EXERCISE OBJECTIVE: Two lines below mark the span: the one containing "Where can the airplane be" and the one containing "Where can the airport". Set down both, plus every line between, exactly as they stand, and nothing else.

MATERIAL PROVIDED:
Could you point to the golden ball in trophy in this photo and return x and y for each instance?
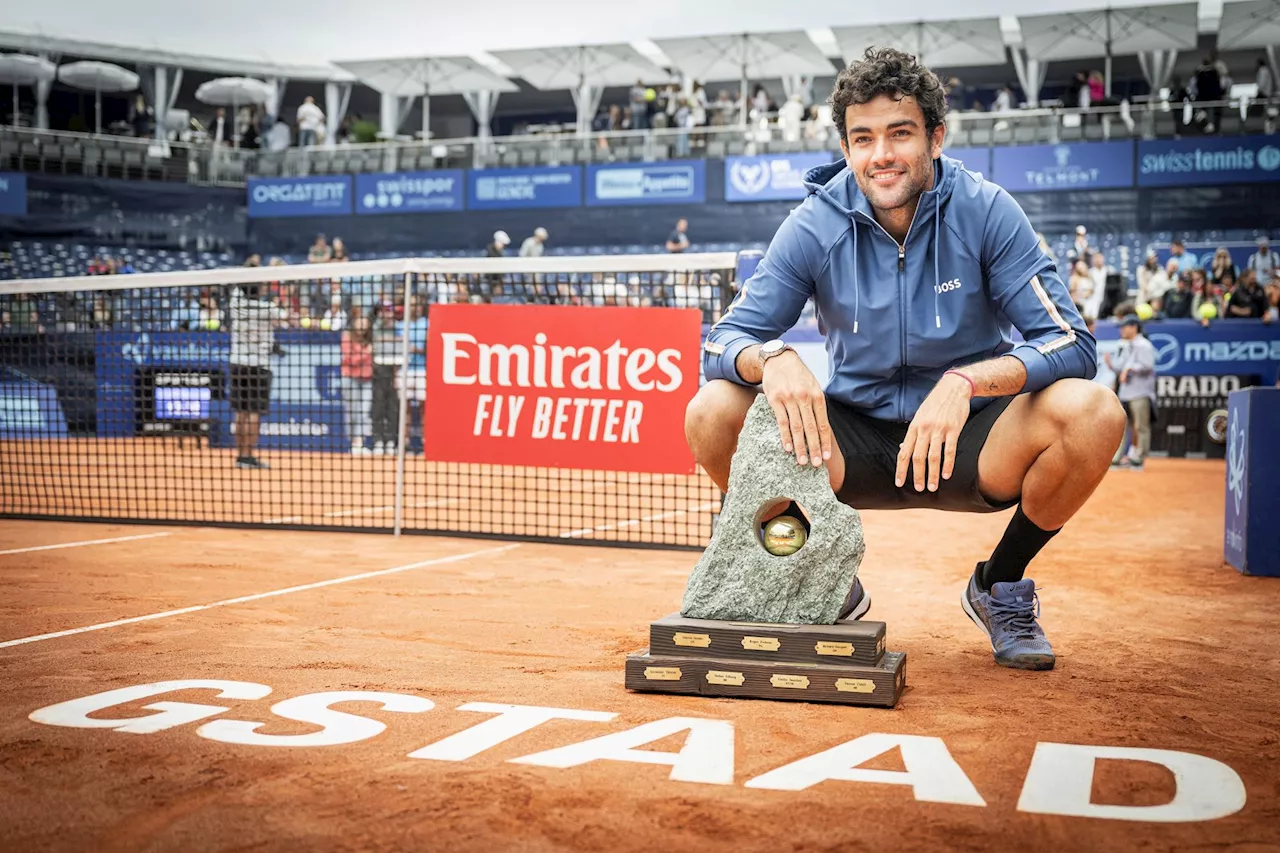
(784, 536)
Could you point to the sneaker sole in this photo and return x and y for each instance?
(1022, 662)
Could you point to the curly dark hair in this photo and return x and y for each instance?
(885, 71)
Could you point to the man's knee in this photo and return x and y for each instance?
(1079, 405)
(716, 414)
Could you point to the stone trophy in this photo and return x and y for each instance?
(762, 610)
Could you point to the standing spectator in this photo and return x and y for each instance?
(1247, 301)
(385, 401)
(1152, 279)
(1178, 252)
(250, 377)
(1080, 284)
(1080, 247)
(1208, 87)
(1136, 369)
(1004, 99)
(677, 240)
(357, 382)
(320, 251)
(1223, 265)
(639, 109)
(497, 247)
(1098, 272)
(1176, 304)
(310, 121)
(534, 246)
(1264, 261)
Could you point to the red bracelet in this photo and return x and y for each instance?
(973, 388)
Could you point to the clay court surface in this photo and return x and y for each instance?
(1160, 646)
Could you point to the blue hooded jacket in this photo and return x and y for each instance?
(896, 318)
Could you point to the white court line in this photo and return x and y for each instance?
(700, 507)
(255, 597)
(77, 544)
(371, 510)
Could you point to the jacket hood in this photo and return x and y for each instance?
(833, 183)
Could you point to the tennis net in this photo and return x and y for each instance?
(297, 397)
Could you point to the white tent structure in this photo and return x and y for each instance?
(938, 44)
(405, 78)
(585, 71)
(1155, 33)
(790, 55)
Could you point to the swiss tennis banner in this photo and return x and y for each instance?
(598, 388)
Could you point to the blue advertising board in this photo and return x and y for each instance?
(410, 192)
(316, 196)
(973, 159)
(771, 177)
(1211, 160)
(13, 194)
(306, 395)
(1187, 349)
(1078, 165)
(1251, 537)
(647, 183)
(534, 187)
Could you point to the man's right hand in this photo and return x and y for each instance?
(800, 407)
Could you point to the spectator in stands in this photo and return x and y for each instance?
(677, 240)
(1080, 247)
(1247, 301)
(357, 382)
(1152, 279)
(1080, 284)
(310, 122)
(1207, 85)
(534, 246)
(1176, 304)
(497, 247)
(1223, 265)
(1178, 252)
(1098, 272)
(1264, 261)
(320, 251)
(252, 322)
(639, 110)
(1136, 369)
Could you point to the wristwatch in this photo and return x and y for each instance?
(771, 349)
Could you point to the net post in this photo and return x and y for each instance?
(402, 428)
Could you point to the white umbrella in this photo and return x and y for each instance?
(22, 69)
(233, 91)
(100, 77)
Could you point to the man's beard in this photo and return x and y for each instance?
(913, 183)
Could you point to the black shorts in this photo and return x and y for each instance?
(871, 450)
(250, 388)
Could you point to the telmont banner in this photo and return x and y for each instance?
(410, 192)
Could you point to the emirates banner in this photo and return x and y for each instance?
(594, 388)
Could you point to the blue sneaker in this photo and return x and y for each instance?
(858, 603)
(1008, 616)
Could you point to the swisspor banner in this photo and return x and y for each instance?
(593, 388)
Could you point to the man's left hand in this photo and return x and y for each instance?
(931, 441)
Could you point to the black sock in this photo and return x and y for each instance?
(1016, 548)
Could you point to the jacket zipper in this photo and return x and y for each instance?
(901, 301)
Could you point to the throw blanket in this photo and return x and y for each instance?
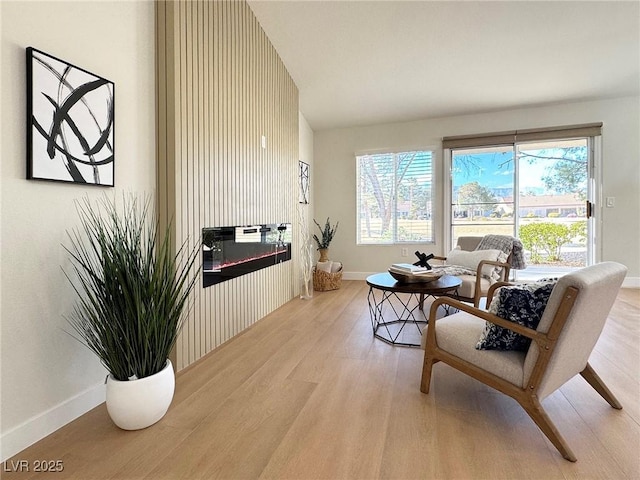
(508, 245)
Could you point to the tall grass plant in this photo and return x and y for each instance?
(132, 288)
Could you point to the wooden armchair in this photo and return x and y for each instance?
(560, 346)
(474, 287)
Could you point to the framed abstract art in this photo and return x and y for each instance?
(70, 122)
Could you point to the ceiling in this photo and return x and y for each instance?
(370, 62)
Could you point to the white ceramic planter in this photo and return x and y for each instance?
(137, 404)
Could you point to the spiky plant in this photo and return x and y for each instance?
(327, 232)
(132, 290)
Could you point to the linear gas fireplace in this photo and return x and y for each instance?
(228, 252)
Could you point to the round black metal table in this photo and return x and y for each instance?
(400, 311)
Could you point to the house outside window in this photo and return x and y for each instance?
(395, 198)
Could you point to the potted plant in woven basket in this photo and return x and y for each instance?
(132, 290)
(327, 275)
(327, 233)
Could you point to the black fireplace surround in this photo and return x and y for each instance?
(229, 252)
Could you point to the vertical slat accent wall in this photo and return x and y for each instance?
(221, 86)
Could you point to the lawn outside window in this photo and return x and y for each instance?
(395, 195)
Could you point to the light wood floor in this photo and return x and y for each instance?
(308, 393)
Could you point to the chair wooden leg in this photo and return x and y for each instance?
(596, 382)
(427, 366)
(540, 417)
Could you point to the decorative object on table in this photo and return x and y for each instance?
(327, 276)
(328, 232)
(306, 269)
(132, 291)
(423, 259)
(408, 273)
(70, 122)
(303, 182)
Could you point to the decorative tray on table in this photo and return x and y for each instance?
(405, 274)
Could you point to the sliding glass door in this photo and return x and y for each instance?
(538, 191)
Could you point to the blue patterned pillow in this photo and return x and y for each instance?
(522, 304)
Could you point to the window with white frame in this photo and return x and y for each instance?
(395, 192)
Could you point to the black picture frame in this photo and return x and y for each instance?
(70, 122)
(303, 177)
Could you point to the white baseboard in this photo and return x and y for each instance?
(629, 282)
(356, 275)
(43, 424)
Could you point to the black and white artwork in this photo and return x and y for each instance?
(70, 122)
(303, 174)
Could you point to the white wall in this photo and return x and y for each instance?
(335, 174)
(306, 155)
(48, 378)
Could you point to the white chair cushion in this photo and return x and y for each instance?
(458, 335)
(471, 260)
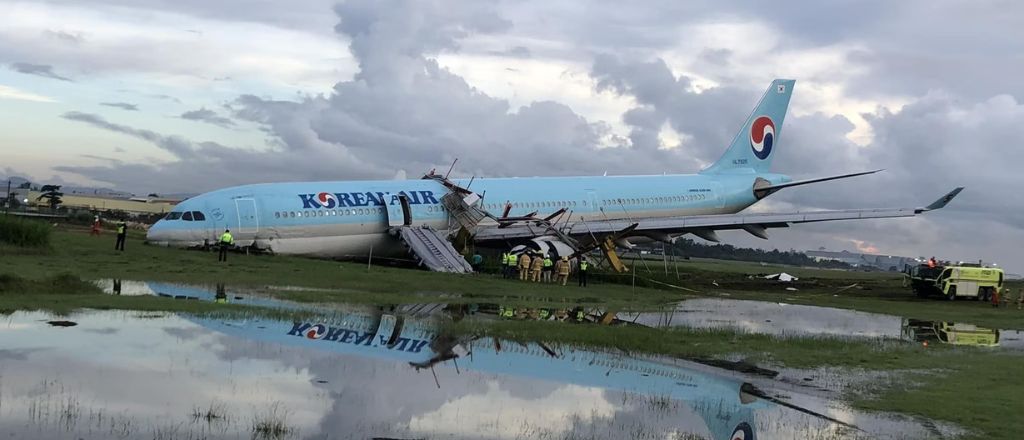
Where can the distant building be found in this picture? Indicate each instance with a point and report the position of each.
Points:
(134, 206)
(879, 262)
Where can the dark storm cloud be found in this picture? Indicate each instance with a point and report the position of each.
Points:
(44, 71)
(209, 117)
(712, 117)
(179, 146)
(122, 105)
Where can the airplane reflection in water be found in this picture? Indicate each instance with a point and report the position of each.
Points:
(727, 404)
(744, 316)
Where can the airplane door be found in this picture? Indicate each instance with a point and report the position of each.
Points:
(592, 200)
(248, 219)
(399, 214)
(719, 196)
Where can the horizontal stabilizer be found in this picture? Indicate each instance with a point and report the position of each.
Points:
(765, 190)
(943, 201)
(706, 225)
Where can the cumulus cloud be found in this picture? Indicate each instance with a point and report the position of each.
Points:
(209, 117)
(122, 105)
(44, 71)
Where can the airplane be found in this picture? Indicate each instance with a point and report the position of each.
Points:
(353, 219)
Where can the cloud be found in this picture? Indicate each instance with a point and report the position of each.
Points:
(67, 37)
(179, 146)
(44, 71)
(122, 105)
(12, 93)
(209, 117)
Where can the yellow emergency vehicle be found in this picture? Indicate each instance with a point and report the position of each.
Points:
(955, 281)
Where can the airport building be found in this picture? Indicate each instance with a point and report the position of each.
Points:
(134, 206)
(879, 262)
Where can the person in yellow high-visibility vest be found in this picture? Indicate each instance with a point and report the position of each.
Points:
(225, 240)
(524, 262)
(584, 267)
(122, 235)
(563, 270)
(513, 263)
(535, 269)
(548, 268)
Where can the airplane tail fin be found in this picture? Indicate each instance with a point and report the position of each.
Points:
(755, 144)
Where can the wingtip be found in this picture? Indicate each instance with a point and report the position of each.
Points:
(943, 201)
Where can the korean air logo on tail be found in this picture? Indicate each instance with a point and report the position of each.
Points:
(316, 332)
(742, 432)
(762, 136)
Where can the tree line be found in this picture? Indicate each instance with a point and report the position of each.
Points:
(689, 248)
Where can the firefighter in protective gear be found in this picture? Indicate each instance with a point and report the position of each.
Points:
(549, 267)
(505, 265)
(225, 240)
(584, 266)
(513, 263)
(563, 270)
(535, 269)
(524, 266)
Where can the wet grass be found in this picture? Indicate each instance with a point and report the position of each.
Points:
(25, 233)
(976, 388)
(90, 258)
(271, 424)
(978, 391)
(800, 352)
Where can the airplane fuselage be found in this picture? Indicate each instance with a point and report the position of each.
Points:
(345, 219)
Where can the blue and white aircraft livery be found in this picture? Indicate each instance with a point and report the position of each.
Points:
(347, 219)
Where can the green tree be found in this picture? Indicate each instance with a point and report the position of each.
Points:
(52, 195)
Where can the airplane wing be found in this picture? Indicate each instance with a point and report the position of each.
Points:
(663, 228)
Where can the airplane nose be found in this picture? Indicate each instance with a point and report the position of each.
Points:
(157, 233)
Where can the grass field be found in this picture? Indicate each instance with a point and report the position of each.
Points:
(982, 382)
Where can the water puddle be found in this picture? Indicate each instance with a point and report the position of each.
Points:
(800, 320)
(129, 376)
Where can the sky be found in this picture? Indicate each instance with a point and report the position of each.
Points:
(188, 95)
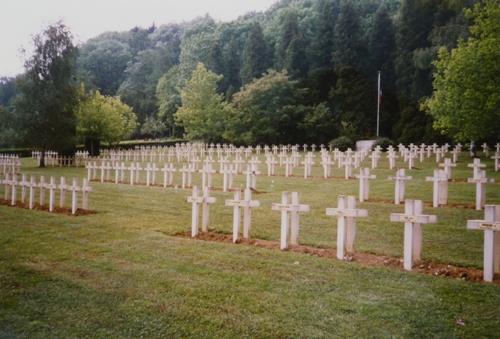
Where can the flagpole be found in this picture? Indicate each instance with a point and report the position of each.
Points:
(378, 104)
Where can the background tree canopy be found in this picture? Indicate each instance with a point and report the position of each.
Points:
(331, 51)
(466, 99)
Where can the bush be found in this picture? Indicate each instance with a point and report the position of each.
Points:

ANSWER TO THIS PROBLEM:
Where can the airplane be found in this picture? Indicate each instance with a point and report the position of each.
Points:
(353, 219)
Where can the cloud be found in this picture? Indicate each instance with a point and report the position of each.
Points:
(67, 37)
(179, 146)
(44, 71)
(122, 105)
(12, 93)
(209, 117)
Where can the yellow emergency vehicle be found in this picture? Indicate each instance with a point and report the position of each.
Points:
(955, 281)
Where can the airport building be found in this picture? Indicate each instance with a point and report the position of each.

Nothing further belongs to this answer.